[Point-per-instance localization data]
◆ ◆ ◆ ◆ ◆

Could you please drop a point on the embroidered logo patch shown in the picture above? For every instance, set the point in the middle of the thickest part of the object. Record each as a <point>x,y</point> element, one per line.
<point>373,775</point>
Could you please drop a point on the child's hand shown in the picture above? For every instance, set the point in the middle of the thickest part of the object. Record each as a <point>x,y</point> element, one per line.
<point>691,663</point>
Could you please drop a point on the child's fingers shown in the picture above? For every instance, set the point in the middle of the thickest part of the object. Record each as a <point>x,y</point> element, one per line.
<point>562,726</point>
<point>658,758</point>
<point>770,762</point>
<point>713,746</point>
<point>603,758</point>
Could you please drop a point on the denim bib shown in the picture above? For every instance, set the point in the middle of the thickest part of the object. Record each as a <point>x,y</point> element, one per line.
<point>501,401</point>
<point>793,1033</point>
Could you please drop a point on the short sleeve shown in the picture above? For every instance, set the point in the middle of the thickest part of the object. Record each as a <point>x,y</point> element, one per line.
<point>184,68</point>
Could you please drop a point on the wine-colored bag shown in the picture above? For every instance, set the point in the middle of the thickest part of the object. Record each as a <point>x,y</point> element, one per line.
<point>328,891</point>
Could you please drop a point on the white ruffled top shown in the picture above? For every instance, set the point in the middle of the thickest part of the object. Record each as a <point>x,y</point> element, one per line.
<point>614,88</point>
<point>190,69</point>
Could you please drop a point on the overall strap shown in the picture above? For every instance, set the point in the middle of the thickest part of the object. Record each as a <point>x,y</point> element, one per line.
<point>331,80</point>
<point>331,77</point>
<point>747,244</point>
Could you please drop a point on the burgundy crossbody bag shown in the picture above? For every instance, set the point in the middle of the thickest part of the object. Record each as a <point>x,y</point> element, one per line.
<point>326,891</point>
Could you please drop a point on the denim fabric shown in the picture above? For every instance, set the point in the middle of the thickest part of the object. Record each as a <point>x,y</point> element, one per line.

◆ ◆ ◆ ◆ ◆

# Your assignment:
Each line above must be printed exactly as it appears.

# Answer section:
Could you please drop a point on the embroidered logo patch shown in the picture above? For every instance, set the point in the middle of the thickest part of the object. Record each as a <point>x,y</point> element, one per line.
<point>373,775</point>
Could you please drop a point on the child's hand shown in the picture above? For every instance, set the point in the middle of the thickest part of the object. Record each as a <point>x,y</point> element, one per line.
<point>691,663</point>
Could you please drop a point on the child's fingers shown in the picture above? For every instance, set the point in the middle of the thickest part of the object. Record each as a <point>x,y</point> element, one per line.
<point>562,726</point>
<point>658,758</point>
<point>770,762</point>
<point>713,746</point>
<point>603,758</point>
Could you please drop a point on the denim bib shown in the picture above? For every instance, set the point in the middle of the thickest part of the object. Record each as a <point>x,y</point> element, one per line.
<point>501,401</point>
<point>793,1033</point>
Could you please drop a point on the short sleeve shown in the picture above? For every instance, set the point in the middle of the thickest part of the object. Record each as a <point>x,y</point> element, one per line.
<point>184,68</point>
Could you please drop a point on the wine-colored bag shown in the picture above? For every instance, set the point in the middle of the thickest part of the object. Record each as a <point>x,y</point> element, one per line.
<point>328,891</point>
Could you please drop a point on the white ruffled top shown in the picture above? For every instance, set the point in the middle of the thickest part of the object. Record each as a <point>x,y</point> element, one per line.
<point>614,88</point>
<point>190,69</point>
Could you please drop a point on the overall strap shown in the picture above? For every instance, set the point in the middle of the thickest part of the object. Record each as a <point>x,y</point> element, one per line.
<point>331,80</point>
<point>331,77</point>
<point>747,244</point>
Could you please drop a point on the burgundy crossbody bag shown in the picture above? For every instance, set the point in the middle of the thickest part of the object. Record each as a <point>x,y</point> element, one per line.
<point>326,891</point>
Could you please drop a point on the denim fabric shown in the picture above? For every instance, set the point in the middle of the thickest part of the object. Record each as a <point>x,y</point> element, one per line.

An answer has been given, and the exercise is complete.